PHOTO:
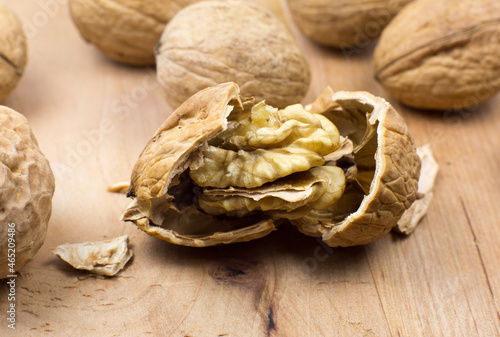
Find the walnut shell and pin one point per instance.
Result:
(213, 42)
(382, 170)
(344, 23)
(387, 171)
(27, 185)
(13, 52)
(127, 30)
(441, 54)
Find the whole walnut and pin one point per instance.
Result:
(213, 42)
(126, 30)
(13, 52)
(344, 23)
(441, 54)
(222, 169)
(27, 186)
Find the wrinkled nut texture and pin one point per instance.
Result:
(344, 23)
(185, 191)
(13, 52)
(441, 54)
(27, 186)
(213, 42)
(127, 30)
(105, 258)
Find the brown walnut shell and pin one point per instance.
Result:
(441, 54)
(27, 186)
(382, 170)
(127, 30)
(213, 42)
(344, 23)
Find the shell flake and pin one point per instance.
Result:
(102, 258)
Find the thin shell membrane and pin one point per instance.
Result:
(366, 178)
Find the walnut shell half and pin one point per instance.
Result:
(27, 186)
(441, 54)
(213, 42)
(13, 52)
(354, 195)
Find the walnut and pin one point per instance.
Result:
(344, 23)
(213, 42)
(13, 52)
(27, 186)
(128, 30)
(344, 168)
(105, 258)
(441, 54)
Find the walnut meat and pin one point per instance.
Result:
(213, 42)
(344, 23)
(27, 186)
(441, 54)
(13, 52)
(344, 168)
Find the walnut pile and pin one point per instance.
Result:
(27, 186)
(222, 169)
(212, 42)
(344, 23)
(127, 31)
(13, 52)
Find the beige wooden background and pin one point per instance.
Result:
(92, 117)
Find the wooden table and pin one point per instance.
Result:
(92, 117)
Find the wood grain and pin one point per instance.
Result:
(92, 117)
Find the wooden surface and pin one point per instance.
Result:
(92, 117)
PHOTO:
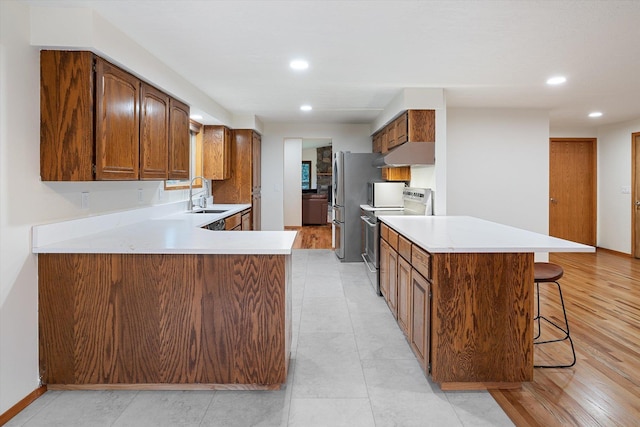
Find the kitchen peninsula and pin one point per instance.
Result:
(464, 295)
(162, 303)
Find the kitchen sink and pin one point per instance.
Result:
(211, 211)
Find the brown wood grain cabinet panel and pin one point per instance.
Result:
(404, 295)
(67, 95)
(164, 319)
(421, 261)
(481, 324)
(99, 122)
(384, 269)
(393, 282)
(421, 125)
(117, 123)
(179, 140)
(420, 318)
(216, 152)
(154, 133)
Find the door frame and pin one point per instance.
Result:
(634, 184)
(594, 176)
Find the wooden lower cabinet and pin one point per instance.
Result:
(164, 320)
(384, 268)
(392, 301)
(420, 318)
(467, 316)
(404, 295)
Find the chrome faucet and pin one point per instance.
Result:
(206, 192)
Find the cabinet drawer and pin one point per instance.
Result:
(384, 232)
(421, 261)
(404, 248)
(231, 222)
(393, 239)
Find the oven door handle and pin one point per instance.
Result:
(366, 262)
(369, 223)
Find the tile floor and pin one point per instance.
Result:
(350, 366)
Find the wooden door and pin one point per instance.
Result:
(154, 134)
(572, 189)
(420, 316)
(635, 173)
(179, 140)
(66, 116)
(117, 123)
(404, 291)
(216, 152)
(256, 179)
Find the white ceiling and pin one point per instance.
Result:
(362, 53)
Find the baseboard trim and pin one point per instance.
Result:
(26, 401)
(612, 252)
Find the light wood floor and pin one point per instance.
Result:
(602, 297)
(312, 237)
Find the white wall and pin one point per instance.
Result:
(614, 172)
(498, 166)
(355, 138)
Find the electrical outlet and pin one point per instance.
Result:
(84, 200)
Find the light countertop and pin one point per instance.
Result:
(444, 234)
(176, 233)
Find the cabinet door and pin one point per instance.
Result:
(179, 146)
(420, 318)
(216, 152)
(154, 134)
(117, 123)
(246, 220)
(404, 294)
(401, 129)
(393, 282)
(66, 116)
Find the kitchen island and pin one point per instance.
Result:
(464, 296)
(163, 304)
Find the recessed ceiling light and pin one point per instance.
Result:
(557, 80)
(299, 64)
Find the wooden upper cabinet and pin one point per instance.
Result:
(377, 143)
(400, 126)
(179, 136)
(67, 148)
(216, 152)
(99, 122)
(154, 133)
(117, 123)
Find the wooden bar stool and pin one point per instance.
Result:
(545, 272)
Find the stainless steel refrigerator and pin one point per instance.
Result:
(351, 173)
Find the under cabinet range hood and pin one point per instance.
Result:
(407, 154)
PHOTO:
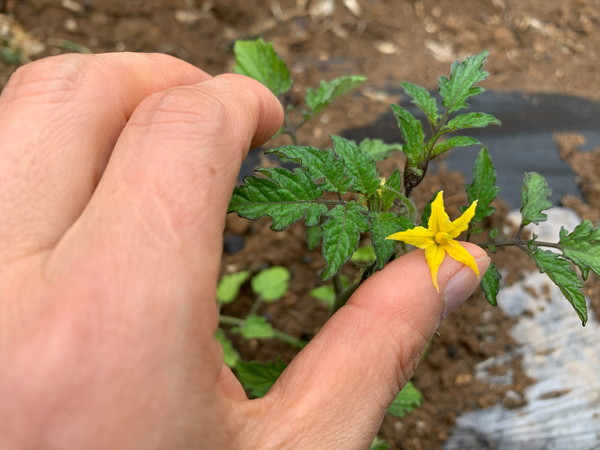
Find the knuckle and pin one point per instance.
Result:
(51, 80)
(183, 111)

• What to produce: Each line from the one bearing "Find the door" through the final line of the records is to be copied exactly, and no pictures are to be included.

• Result of the task:
Find the door frame and pin one point per instance.
Result:
(634, 184)
(594, 176)
Find the wooden lower cabinet and pin one point per instance.
Result:
(164, 320)
(384, 268)
(392, 301)
(420, 318)
(467, 316)
(404, 295)
Find the chrome faucet and pin one point per instance.
Result:
(206, 192)
Find the cabinet drawer and pin one point per instance.
Result:
(384, 232)
(421, 261)
(404, 248)
(231, 222)
(393, 239)
Find the oven door handle and pin one point per instance.
Result:
(366, 262)
(369, 223)
Find the tile floor and pin one point per instance.
Result:
(350, 366)
Find the wooden door and pin one point per instance.
Result:
(154, 134)
(572, 189)
(420, 316)
(635, 173)
(179, 140)
(66, 116)
(117, 123)
(404, 291)
(216, 152)
(256, 179)
Find the white ceiling and pin one point per instance.
Result:
(362, 53)
Find the baseboard trim and pin one point per instance.
Result:
(26, 401)
(612, 252)
Find the light wood floor and pin one point per instance.
Result:
(602, 297)
(312, 237)
Find the white wall and pin one point per instance.
Result:
(614, 172)
(498, 166)
(355, 138)
Find the electrical outlet and pin one point per instance.
Result:
(84, 200)
Find the light countertop and pin one point per instance.
Result:
(444, 234)
(176, 233)
Find the cabinet door and pin one point per instance.
Result:
(179, 146)
(420, 318)
(216, 152)
(154, 134)
(117, 123)
(246, 220)
(404, 294)
(401, 129)
(393, 282)
(66, 116)
Find the kitchen island and pin one point per instance.
Result:
(464, 296)
(163, 304)
Find the recessed ceiling light and pin one point per instance.
Result:
(557, 80)
(299, 64)
Find the wooden upper cabinet and pin one point per instance.
Result:
(377, 143)
(400, 126)
(179, 136)
(67, 148)
(216, 152)
(99, 122)
(154, 133)
(117, 123)
Find the wooden bar stool and pin one point per instance.
Result:
(545, 272)
Find the stainless steel refrigerator and pin one point per instance.
Result:
(351, 173)
Find the under cabinet range hood and pin one point per instance.
Result:
(407, 154)
PHOTO:
Find the knuckle and pin one point per instance.
Result:
(51, 80)
(183, 111)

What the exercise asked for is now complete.